┌──

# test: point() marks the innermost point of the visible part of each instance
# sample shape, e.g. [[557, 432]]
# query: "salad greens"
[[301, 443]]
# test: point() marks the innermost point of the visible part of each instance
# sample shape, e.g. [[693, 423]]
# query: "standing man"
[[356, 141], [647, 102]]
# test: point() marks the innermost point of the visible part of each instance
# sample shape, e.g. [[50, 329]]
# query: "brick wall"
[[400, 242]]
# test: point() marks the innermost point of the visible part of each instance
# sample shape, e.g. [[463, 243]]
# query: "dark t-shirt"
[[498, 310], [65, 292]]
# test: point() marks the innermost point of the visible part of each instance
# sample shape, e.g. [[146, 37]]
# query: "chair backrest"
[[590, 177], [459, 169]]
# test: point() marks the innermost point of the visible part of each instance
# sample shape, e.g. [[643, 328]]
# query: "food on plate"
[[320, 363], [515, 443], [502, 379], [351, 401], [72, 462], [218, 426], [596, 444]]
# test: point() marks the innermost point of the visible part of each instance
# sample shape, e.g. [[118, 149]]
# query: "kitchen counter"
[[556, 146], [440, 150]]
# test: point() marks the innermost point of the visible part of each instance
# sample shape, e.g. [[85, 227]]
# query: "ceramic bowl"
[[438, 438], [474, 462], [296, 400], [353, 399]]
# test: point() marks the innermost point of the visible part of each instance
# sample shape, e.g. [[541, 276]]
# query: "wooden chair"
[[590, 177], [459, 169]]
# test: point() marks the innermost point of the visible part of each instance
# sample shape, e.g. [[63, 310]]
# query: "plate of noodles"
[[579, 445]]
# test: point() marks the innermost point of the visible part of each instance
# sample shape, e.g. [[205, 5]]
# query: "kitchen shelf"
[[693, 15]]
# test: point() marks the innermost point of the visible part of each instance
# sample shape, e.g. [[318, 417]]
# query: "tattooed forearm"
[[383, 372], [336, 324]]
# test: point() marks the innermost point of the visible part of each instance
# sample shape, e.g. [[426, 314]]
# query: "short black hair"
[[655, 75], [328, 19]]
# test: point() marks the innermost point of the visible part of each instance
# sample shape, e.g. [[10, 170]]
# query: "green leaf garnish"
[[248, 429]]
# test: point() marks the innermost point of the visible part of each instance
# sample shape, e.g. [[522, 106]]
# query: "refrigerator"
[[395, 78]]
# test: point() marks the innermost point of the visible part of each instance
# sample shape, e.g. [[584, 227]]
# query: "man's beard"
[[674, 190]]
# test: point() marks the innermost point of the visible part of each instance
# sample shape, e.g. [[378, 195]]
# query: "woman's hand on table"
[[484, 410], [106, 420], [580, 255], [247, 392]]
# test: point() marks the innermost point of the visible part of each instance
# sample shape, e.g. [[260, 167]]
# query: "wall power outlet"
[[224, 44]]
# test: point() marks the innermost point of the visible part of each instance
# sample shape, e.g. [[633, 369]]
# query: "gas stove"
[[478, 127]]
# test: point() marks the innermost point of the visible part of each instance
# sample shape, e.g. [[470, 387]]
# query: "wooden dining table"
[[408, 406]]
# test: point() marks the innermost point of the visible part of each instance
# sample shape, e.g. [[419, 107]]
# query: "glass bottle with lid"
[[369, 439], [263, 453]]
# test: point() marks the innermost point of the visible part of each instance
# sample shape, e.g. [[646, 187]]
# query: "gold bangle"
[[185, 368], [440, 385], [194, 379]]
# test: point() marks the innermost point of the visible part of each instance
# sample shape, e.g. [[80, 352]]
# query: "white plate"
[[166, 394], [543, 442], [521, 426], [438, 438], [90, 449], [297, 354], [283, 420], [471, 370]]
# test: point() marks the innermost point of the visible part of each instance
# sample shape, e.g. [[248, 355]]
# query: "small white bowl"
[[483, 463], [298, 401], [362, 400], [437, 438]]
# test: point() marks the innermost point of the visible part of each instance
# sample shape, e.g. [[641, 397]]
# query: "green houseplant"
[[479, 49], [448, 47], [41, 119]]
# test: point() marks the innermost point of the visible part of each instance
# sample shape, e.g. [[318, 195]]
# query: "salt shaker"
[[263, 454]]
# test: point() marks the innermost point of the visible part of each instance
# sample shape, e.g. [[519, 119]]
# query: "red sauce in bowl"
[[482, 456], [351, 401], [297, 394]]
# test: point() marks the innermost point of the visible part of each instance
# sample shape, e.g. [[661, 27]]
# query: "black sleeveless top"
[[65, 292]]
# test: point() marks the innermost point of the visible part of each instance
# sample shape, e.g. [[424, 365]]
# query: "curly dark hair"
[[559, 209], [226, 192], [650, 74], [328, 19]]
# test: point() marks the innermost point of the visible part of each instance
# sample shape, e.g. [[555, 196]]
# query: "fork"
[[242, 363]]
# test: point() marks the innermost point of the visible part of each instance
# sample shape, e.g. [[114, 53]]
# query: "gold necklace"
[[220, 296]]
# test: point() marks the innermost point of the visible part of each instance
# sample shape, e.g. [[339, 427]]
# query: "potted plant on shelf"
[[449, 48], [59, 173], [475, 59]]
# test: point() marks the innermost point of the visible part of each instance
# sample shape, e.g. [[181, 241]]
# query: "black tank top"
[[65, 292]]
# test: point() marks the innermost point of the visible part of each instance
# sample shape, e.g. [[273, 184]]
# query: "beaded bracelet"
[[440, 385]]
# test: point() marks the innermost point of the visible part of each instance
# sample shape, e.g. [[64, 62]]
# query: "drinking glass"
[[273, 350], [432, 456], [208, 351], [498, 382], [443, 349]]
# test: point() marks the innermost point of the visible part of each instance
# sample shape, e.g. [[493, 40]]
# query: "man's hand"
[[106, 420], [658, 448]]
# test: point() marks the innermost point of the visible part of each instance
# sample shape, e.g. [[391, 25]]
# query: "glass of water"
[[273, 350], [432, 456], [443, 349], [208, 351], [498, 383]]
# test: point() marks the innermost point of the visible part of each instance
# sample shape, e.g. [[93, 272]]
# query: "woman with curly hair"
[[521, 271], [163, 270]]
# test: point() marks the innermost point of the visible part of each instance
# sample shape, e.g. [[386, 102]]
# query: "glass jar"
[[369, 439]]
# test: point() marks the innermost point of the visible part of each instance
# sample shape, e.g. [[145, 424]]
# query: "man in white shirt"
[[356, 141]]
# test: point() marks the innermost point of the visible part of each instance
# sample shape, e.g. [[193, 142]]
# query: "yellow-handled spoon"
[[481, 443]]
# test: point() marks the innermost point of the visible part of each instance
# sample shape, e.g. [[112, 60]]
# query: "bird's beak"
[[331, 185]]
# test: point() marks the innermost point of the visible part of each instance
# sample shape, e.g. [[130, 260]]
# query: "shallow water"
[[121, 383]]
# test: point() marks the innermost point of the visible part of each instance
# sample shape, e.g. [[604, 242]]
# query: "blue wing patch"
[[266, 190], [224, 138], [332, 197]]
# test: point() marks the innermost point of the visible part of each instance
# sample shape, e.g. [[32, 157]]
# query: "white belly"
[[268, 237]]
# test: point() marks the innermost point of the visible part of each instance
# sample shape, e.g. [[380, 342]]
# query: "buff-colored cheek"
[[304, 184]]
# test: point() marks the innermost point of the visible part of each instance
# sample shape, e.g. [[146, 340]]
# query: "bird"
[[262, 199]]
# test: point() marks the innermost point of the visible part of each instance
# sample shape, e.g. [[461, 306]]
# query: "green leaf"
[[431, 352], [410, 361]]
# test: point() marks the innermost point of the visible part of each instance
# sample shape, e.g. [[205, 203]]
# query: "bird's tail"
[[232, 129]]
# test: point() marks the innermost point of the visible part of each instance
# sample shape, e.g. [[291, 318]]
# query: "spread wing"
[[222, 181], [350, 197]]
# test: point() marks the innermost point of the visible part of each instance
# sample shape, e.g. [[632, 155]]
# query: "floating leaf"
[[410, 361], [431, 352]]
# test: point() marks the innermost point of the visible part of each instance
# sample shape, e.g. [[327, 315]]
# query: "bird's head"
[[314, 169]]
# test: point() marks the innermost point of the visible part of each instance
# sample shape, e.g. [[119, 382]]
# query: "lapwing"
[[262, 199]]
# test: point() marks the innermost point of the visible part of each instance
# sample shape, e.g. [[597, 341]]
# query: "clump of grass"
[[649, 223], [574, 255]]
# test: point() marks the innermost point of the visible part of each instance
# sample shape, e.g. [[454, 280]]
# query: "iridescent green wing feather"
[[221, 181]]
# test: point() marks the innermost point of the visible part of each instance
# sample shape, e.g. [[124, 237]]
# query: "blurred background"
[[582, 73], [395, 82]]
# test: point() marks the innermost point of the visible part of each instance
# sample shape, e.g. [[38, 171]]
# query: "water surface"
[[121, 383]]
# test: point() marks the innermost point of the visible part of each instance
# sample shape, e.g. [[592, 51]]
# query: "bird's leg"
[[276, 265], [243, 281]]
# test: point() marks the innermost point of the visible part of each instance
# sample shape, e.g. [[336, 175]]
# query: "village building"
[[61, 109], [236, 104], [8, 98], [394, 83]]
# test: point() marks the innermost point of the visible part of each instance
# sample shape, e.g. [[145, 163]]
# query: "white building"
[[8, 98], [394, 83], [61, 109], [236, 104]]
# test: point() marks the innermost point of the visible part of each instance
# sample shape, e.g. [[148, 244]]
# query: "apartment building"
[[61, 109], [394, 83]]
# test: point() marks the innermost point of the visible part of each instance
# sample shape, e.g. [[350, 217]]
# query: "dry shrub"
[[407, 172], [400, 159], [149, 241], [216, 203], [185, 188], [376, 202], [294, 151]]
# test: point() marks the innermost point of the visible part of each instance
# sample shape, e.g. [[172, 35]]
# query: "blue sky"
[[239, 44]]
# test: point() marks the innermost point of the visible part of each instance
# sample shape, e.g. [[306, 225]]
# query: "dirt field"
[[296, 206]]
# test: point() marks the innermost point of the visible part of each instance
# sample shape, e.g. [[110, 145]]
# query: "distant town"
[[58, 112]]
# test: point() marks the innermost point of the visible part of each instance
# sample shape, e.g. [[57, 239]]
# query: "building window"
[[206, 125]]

└──

* The exercise:
Count the lines in the rows above that contain the string "black", treating uppercase and lowercase as different. Reply with the number alone.

* Right answer:
3